**EXCERPT PROVIDED**
Something like a standard containers.composefs-digest (bikeshed: label or annotation?). And we should define exactly how a container image is mapped to a composefs tree.

I'm still thinking a lot about this. Here's a related PR:
#320

To elaborate on this, again what I really want is the signature on an image (for a manifest) to efficiently cover a composefs blob which is "the image".

To recap the proposal from the above PR it's basically that we take the 3 parts from an image and put them in a single composefs blob (with a single fsverity digest):

  • /manifest.json # Also has an xattr user.composefs.sha256 with the full/descriptor sha256 digest
  • /config.json
  • /rootfs # the container root

Then, when building an image (I know this gets a little circular) we support computing the fsverity digest of that whole thing, and inject that digest as an annotation into a copy of the manifest.json with solely that difference which becomes the canonical manifest.json. The version in the cfs image can be transformed back into the canonical version by re-injecting that annotation (this would work well if the manifest is required to be in canonical form (though cc awslabs/tough#810)).

**PROMPT A**
Extract every line of the listing below that contains the string "bush", treating case as significant.

**DATA LISTING**

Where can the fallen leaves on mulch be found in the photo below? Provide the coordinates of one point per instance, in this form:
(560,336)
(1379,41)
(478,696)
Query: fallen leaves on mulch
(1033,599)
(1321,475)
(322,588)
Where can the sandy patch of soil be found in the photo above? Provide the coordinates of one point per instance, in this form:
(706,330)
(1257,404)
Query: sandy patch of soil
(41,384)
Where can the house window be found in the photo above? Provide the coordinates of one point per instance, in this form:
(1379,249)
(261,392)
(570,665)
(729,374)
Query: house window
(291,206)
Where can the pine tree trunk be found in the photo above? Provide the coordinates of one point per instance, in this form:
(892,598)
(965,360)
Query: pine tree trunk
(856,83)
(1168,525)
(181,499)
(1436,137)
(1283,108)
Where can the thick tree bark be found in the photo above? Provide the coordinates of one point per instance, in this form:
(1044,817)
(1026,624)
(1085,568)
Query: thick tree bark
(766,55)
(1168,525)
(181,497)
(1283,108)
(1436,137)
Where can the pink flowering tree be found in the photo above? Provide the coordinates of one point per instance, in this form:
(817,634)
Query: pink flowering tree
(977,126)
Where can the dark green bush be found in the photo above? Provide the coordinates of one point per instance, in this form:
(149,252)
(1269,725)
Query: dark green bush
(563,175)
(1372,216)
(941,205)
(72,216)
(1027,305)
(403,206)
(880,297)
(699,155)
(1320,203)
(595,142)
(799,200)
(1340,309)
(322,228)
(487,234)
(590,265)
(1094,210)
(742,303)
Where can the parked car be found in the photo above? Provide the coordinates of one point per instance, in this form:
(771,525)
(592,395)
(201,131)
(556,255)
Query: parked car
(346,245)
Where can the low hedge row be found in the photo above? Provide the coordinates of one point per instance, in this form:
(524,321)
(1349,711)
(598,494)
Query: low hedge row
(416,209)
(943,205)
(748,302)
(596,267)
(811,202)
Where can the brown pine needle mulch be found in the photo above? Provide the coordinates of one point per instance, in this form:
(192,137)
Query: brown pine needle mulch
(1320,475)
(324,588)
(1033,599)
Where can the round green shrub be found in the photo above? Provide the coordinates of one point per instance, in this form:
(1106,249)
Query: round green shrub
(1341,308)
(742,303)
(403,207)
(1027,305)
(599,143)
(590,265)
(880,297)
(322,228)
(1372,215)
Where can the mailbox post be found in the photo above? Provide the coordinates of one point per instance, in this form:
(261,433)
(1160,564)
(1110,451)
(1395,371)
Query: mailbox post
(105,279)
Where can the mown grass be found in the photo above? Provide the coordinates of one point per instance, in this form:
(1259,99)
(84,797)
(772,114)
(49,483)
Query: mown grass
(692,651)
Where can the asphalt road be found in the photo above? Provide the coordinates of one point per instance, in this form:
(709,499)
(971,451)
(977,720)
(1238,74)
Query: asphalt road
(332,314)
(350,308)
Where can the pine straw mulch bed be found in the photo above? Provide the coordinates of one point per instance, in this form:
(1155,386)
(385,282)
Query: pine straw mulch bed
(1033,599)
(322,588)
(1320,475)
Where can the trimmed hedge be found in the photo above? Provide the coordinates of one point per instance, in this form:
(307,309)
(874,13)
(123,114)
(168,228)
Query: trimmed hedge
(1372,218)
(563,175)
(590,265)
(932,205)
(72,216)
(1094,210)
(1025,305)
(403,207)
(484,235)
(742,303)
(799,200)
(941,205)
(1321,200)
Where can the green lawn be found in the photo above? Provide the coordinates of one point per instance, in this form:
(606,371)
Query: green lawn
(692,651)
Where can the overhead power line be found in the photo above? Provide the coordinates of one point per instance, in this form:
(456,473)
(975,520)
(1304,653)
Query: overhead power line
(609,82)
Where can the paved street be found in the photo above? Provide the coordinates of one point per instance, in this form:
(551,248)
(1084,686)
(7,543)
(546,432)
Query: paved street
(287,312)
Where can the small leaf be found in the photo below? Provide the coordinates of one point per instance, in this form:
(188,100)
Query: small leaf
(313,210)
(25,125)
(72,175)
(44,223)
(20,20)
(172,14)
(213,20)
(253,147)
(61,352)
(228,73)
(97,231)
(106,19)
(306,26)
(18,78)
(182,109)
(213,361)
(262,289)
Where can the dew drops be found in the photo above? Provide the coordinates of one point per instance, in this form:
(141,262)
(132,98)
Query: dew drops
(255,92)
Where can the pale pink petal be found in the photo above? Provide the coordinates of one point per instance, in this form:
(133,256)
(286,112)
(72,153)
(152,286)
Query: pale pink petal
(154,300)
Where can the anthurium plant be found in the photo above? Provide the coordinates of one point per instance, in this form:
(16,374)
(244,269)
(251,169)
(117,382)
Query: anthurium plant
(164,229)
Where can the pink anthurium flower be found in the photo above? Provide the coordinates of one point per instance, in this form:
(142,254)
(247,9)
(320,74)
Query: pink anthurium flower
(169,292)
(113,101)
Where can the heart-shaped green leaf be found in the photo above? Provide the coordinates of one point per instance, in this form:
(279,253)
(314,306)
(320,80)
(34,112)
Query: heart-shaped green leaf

**PROMPT B**
Continue the discussion of composefs digests for container images from its final sentence.

**FINAL ANSWER A**
Where can the dark green bush be found in the photo above? Provide the coordinates of one point per instance, in this form:
Query: dark green bush

**FINAL ANSWER B**
This style of image with the containers.composefs-digest annotation I would call a "composefs verified OCI image" - it allows us again to have a cosign/GPG style signature cover that manifest, which covers the composefs digest, which covers everything else.

I think it's a really desirable property from such a layout that a fetched OCI image is "a single file" (or really, "a single composefs" - we expect a shared backing store of course) and e.g. a "fsck" style operation is just "composefs fsck" which can be efficiently delegated to the kernel with fsverity (lazily or eagerly).

This is ignoring the "tar split" problem of course, for supporting re-pushing images, it'd be nice to have that covered by composefs/fsverity...but...super messy without getting into "canonical tar" territory. At least for verified images.

To be clear of course, for unverified images (i.e. images that we just want to store locally as composefs, that don't have the precomputed annotation) we can stick anything else we want inside that local composefs, including the tar-split data.

TODO external signature design

We want to natively support e.g. https://github.com/sigstore/cosign to sign images that can be verified client side. cosign covers the manifest, which has the composefs fsverity digest of the "artifact composefs" with the manifest and config and all layers. TBD: Standard for location of signatures for composefs-oci.

Question for Miloslav: Does c/storage cache the signature on disk today?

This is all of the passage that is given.